Region labeling entries:
#####

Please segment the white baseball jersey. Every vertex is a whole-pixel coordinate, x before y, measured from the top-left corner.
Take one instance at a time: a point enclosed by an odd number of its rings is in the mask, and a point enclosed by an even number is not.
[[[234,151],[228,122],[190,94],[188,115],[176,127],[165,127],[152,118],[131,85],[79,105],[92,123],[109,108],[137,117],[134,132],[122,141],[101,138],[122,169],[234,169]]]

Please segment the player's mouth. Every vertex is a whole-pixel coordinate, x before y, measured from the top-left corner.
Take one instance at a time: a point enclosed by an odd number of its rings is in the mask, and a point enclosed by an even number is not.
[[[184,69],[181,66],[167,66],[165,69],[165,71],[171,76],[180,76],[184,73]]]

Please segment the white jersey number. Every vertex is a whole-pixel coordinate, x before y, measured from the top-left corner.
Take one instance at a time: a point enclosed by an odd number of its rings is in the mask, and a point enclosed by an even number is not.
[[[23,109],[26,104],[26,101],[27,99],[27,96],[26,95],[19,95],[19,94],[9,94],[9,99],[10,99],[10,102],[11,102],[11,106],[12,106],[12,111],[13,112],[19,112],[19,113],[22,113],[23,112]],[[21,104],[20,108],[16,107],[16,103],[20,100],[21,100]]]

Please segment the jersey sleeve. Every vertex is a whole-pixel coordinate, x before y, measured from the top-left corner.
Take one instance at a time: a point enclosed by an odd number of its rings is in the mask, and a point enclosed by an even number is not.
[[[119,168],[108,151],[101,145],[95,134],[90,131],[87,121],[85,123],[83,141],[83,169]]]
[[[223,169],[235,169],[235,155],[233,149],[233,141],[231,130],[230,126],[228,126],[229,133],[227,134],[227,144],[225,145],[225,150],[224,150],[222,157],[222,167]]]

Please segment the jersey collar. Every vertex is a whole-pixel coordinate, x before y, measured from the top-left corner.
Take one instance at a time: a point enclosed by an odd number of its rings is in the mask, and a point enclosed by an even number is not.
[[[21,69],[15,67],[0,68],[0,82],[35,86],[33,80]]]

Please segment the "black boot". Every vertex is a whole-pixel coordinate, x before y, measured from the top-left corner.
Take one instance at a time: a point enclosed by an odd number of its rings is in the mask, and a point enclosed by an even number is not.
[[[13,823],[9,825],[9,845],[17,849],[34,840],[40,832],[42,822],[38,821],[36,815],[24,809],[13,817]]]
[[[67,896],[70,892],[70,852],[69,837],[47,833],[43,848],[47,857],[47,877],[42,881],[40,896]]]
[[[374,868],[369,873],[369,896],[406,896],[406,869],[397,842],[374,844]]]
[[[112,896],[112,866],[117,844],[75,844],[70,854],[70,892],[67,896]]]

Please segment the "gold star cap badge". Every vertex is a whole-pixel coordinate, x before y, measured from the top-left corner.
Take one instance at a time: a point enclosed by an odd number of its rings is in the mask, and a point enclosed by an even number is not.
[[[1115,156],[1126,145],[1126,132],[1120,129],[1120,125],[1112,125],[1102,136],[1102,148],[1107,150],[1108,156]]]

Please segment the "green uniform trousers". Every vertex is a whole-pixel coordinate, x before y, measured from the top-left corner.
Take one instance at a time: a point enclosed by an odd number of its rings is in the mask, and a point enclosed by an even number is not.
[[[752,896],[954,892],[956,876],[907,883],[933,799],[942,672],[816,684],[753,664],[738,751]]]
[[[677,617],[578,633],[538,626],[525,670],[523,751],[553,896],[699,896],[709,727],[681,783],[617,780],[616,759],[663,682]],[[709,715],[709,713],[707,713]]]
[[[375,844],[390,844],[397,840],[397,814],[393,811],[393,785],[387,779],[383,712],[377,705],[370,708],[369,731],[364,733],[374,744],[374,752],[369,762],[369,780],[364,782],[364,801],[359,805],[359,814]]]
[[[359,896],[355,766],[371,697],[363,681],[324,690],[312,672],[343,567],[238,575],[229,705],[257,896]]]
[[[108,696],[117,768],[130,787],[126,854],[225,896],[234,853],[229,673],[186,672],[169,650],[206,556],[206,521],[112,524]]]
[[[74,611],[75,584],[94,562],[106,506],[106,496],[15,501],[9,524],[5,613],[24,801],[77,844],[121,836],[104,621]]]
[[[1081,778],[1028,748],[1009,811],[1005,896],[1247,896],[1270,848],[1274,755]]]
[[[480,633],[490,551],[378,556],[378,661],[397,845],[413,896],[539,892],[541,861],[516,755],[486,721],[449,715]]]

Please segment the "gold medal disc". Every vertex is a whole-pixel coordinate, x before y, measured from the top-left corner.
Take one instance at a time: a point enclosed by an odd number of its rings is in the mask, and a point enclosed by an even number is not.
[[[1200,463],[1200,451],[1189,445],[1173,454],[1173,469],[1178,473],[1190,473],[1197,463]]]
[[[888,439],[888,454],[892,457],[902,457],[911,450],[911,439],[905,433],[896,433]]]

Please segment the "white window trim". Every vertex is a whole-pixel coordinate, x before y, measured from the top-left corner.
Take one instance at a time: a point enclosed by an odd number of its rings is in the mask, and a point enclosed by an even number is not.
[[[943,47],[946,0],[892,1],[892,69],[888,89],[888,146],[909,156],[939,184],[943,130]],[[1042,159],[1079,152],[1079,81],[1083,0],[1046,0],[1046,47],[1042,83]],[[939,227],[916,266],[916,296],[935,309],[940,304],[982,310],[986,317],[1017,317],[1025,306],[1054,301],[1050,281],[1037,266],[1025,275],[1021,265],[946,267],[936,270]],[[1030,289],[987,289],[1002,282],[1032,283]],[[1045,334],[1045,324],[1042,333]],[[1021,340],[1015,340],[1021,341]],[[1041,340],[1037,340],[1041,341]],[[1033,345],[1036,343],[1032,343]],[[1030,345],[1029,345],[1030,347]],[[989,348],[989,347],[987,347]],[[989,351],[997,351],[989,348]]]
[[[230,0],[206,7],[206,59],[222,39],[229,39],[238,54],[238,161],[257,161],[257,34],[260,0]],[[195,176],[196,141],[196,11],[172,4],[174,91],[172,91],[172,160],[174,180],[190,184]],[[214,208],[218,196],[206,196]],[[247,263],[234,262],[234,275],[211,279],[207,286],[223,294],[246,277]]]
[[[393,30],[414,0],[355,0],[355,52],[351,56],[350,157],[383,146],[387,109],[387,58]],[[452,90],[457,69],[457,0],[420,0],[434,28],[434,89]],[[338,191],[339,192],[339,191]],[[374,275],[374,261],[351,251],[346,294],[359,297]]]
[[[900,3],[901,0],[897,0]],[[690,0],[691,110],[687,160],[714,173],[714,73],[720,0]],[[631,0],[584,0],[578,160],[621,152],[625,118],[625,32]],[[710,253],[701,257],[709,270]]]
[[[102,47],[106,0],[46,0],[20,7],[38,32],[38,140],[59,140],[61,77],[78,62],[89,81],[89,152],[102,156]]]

#####

Directions for this task:
Pick out and copy every line of the records above that contains the word "coordinate". Case counts.

Result of the task:
Please segment the white baseball jersey. Every vertex is a whole-pixel coordinate, x before y, measured from the top-left corner.
Please segment the player's mouth. Every vertex is a whole-pixel coordinate, x before y, measured from the top-left corner.
Please segment the white jersey number. Every vertex is a whole-pixel coordinate, x before y, measured from the top-left corner.
Please segment the jersey sleeve. Every vertex is a whole-pixel coordinate, x before y, measured from the top-left corner.
Please segment the jersey collar. Every vertex is a whole-pixel coordinate, x before y, measured from the top-left corner.
Please segment the "black boot". Every vertex is a whole-pixel coordinate, x before y, measured from the top-left corner.
Please segment the "gold star cap badge". Every vertex is a whole-pixel coordinate, x before y, measured from the top-left corner.
Please segment the "green uniform trousers". Every vertex is a whole-pixel coordinate, x before y, measured from the top-left corner.
Please segment the "gold medal disc". Every vertex is a whole-pixel coordinate, x before y, measured from the top-left corner.
Please segment the "white window trim". Every vertex is a whole-pixel coordinate, x before y, measured from the top-left corner.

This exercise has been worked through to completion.